Destroyed by Fire Next Time (or Trudeau Approves Pipelines)

This is now, beloved, the second letter I am writing to you; in them I am trying to arouse your sincere intention by reminding you that you should remember the words spoken in the past by the holy prophets, and the commandment of the Lord and Savior spoken through your apostles. First of all you must understand this, that in the last days scoffers will come, scoffing and indulging their own lusts and saying, “Where is the promise of his coming? For ever since our ancestors died, all things continue as they were from the beginning of creation!” They deliberately ignore this fact, that by the word of God heavens existed long ago and an earth was formed out of water and by means of water, through which the world of that time was deluged with water and perished. But by the same word the present heavens and earth have been reserved for fire, being kept until the day of judgment and destruction of the godless. (2 Peter 3:1-7)

Remembering, this is the practice that produces a people that are faithful to the knowledge they have been given. Remembering the failures and successes of humanity so that we can see clearly the world that lies before us. It is easy to adopt the position of the scoffer; to fail to do the hard work of remembering and casually assert the general well-being of everything that is. But the scoffer does not remember as the faithful remember. The scoffer is a creature of lavish appetites, remembering the harvest, the holiday, and the feast but forgetting the soil, the creature, and the ordinary. The memory of the scoffer is short and muddied, knowing only the world as it appears to the heroic individual. The faithful are called to a more intense remembering. The faithful recognize their own blindness and require the wisdom of the elders and prophets of the community. By attending to the stories of the community and the land, the faithful remember the situation of those whom history books do not speak, the poor, the vulnerable, and the ordinary.

The modern world is ruled by the scoffer and thus lacks memory. Memory has been replaced by data - that most impersonal collection of facts and figures that allegedly make sense apart from the stories in which they are at home. Newsmen speak of "breaking stories," stories that appear briefly across the television set and break apart with the next news cycle, failing to imprint on our memories. Our best story tellers are forced to intersperse their tales with messages from sponsors; interruptions to narratives that create desire and destroy memory. And so we live, numb, desperate and alone with our desires - buying, consuming, and forgetting.

St. Peter warned the church of this kind of forgetful living. It is only the community that forgets the destruction of water that is vulnerable to the destruction of fire. Across the ancient world, large and advanced civilizations met their demise through the systematic application of irrigating floodwaters to the soil that gave them all the gifts of life their way of life required. As humans that require the health of humus to survive, forgetfulness in the care of that soil is a sure route to destruction. As the irrigating floods brought prosperity, desires and lusts increased. Never satisfied, the wealthy demanded more, storing their wealth in pyramids and hanging gardens that were built with the labour of the poor whose connection to the land had been severed by the rising waters. These civilizations are no more, and the lands they occupied have become desert wastelands. The bones of their wealth rise out of the sand as a witness against the folly of inequality.

Phrase grounding data:
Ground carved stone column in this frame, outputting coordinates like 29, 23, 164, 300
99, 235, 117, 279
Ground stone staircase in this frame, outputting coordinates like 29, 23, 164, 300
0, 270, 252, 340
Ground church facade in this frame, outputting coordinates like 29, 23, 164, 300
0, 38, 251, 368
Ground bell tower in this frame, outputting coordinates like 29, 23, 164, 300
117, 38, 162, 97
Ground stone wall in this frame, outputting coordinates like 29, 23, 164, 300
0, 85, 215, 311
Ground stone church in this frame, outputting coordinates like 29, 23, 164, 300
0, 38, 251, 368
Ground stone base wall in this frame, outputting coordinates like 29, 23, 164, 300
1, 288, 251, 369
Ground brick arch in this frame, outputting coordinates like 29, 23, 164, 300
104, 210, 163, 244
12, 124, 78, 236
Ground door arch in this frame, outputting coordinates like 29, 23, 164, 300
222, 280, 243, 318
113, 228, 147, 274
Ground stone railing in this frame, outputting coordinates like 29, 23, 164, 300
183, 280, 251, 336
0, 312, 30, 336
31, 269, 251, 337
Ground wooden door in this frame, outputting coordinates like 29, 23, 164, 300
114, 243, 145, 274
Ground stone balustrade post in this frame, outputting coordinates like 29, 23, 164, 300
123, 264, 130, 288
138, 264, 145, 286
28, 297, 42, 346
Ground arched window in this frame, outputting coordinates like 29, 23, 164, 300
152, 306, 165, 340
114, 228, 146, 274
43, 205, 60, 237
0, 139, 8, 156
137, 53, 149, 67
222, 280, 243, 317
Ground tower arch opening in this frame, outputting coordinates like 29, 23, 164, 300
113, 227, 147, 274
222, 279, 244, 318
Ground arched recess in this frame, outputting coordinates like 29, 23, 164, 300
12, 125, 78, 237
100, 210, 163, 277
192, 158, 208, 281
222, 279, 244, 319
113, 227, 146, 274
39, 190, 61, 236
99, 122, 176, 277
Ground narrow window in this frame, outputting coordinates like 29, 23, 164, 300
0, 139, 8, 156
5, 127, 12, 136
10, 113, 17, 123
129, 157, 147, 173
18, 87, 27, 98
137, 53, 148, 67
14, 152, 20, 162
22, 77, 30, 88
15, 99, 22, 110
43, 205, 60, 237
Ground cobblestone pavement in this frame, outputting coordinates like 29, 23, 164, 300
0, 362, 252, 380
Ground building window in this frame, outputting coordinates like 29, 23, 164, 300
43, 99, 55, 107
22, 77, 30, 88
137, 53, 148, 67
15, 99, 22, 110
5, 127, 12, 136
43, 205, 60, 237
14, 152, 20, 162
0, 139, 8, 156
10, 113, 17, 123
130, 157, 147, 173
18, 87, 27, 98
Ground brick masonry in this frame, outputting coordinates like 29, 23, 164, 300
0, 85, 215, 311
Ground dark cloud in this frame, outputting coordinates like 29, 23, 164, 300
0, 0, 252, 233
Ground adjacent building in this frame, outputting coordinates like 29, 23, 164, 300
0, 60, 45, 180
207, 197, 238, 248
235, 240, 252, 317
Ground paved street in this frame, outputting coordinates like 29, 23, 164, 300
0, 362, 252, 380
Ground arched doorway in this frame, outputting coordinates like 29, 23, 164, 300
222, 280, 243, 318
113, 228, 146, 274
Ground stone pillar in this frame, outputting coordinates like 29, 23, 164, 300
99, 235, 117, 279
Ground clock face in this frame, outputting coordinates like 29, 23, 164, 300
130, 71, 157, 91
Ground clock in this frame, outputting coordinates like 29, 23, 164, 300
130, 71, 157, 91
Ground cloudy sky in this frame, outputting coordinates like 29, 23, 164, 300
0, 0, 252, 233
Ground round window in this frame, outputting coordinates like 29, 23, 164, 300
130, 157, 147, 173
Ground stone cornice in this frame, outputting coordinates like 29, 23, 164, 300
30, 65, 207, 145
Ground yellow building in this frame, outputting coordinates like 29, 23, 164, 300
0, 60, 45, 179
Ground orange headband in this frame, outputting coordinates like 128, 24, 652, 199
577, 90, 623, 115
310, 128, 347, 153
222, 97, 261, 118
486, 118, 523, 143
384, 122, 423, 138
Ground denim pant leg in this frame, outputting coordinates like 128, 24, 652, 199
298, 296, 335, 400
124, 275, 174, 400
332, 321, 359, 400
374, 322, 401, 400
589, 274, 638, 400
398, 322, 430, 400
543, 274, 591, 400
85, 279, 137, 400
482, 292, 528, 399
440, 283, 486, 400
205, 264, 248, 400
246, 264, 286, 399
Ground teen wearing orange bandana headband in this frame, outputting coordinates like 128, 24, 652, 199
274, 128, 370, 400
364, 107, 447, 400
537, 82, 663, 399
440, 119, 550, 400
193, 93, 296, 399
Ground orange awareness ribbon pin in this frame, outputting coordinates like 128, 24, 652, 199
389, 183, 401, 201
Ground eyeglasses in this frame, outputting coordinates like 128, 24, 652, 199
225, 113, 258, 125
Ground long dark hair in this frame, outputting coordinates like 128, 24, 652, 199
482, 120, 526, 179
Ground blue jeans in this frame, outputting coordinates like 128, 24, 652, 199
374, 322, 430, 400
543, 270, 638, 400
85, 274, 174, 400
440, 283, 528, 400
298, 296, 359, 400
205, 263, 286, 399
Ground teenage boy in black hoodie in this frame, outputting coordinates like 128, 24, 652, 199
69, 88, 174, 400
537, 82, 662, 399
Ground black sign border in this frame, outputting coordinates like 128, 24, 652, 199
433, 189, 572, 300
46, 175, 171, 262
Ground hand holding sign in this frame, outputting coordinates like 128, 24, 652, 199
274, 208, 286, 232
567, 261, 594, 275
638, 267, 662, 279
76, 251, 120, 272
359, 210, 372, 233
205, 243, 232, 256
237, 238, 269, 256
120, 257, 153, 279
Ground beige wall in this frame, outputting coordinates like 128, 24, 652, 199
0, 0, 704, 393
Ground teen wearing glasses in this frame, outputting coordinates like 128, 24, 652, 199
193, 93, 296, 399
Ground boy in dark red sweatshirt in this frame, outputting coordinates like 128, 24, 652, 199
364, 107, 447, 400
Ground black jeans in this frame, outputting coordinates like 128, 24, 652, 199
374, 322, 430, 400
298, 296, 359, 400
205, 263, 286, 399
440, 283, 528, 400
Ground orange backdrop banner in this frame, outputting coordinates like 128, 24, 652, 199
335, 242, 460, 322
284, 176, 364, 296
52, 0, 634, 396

...

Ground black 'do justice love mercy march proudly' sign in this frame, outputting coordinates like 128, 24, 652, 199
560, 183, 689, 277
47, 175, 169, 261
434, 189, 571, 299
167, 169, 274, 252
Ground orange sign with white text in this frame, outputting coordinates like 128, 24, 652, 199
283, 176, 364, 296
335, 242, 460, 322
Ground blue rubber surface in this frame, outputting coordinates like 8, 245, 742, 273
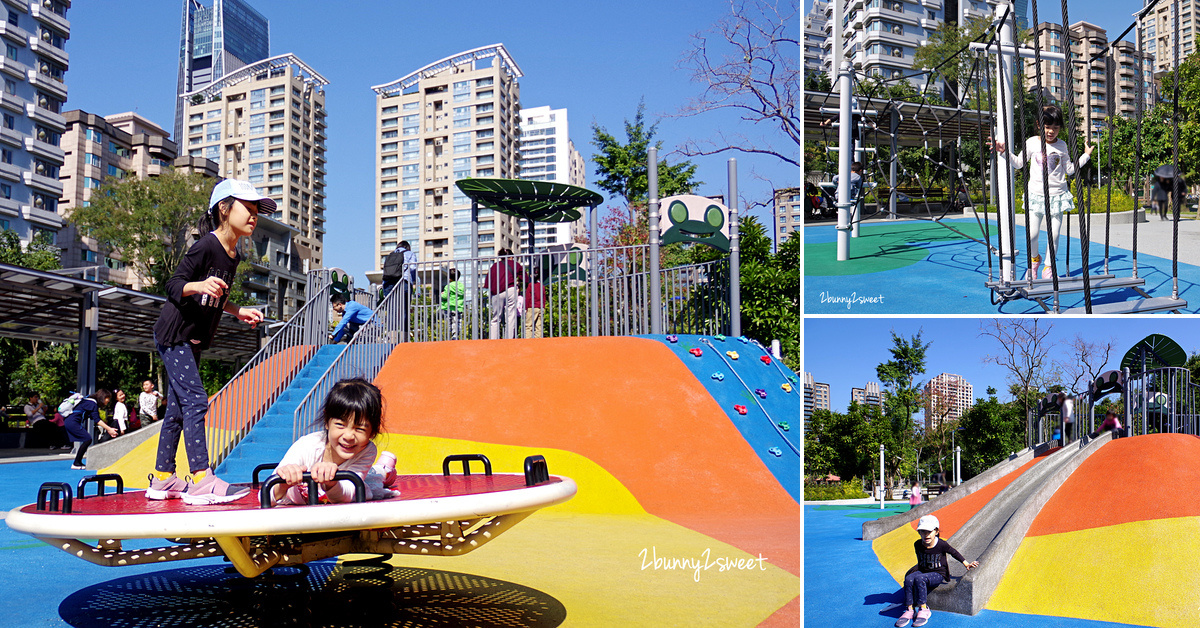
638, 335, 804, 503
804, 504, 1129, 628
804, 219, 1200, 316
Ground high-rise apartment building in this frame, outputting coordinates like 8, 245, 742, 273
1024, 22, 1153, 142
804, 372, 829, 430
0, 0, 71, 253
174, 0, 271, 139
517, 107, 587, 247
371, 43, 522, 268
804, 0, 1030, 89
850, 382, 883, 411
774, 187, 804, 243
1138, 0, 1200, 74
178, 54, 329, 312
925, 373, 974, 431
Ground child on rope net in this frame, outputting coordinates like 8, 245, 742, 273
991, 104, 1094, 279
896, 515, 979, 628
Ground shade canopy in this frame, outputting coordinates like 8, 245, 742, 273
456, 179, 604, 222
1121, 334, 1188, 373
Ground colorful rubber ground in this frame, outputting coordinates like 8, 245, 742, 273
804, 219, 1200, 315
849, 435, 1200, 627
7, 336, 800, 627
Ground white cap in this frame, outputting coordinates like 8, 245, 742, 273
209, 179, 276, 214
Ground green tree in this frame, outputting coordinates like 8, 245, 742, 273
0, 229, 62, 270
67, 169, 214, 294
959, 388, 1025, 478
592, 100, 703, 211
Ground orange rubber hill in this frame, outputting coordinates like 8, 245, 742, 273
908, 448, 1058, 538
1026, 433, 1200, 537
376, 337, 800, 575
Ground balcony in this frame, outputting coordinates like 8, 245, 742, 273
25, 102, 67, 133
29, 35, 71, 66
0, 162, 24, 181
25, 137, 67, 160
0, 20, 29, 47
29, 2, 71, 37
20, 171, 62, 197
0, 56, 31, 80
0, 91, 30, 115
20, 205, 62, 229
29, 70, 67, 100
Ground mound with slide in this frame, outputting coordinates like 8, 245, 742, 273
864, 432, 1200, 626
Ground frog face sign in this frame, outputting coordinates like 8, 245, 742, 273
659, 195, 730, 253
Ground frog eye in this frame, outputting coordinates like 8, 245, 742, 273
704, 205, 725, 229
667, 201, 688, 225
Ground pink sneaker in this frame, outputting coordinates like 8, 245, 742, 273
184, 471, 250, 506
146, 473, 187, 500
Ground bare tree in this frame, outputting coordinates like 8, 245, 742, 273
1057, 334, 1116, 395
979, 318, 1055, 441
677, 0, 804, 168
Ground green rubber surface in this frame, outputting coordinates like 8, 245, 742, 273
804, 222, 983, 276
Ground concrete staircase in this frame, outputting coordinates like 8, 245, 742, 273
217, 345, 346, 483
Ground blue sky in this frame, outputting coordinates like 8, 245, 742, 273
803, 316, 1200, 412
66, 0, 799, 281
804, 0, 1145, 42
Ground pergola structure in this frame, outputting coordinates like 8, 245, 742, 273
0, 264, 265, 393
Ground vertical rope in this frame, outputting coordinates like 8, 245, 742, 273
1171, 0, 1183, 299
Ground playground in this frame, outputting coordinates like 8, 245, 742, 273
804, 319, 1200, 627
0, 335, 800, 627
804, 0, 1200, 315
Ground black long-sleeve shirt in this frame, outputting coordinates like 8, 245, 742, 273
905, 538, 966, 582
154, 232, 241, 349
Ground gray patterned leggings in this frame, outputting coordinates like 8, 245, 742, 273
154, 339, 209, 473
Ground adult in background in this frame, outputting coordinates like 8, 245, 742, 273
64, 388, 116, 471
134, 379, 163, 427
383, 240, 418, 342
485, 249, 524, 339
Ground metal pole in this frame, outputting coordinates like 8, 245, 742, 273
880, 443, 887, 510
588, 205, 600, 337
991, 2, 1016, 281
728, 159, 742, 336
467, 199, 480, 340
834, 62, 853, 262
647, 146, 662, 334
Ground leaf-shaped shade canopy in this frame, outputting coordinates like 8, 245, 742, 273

> _DIRECTIONS_:
In the reflection on remembering, copy the stretch from "The modern world" through "consuming, and forgetting.", swapping "Newsmen" for "Reporters". Use only the text to work these out.

> _REPLY_:
The modern world is ruled by the scoffer and thus lacks memory. Memory has been replaced by data - that most impersonal collection of facts and figures that allegedly make sense apart from the stories in which they are at home. Reporters speak of "breaking stories," stories that appear briefly across the television set and break apart with the next news cycle, failing to imprint on our memories. Our best story tellers are forced to intersperse their tales with messages from sponsors; interruptions to narratives that create desire and destroy memory. And so we live, numb, desperate and alone with our desires - buying, consuming, and forgetting.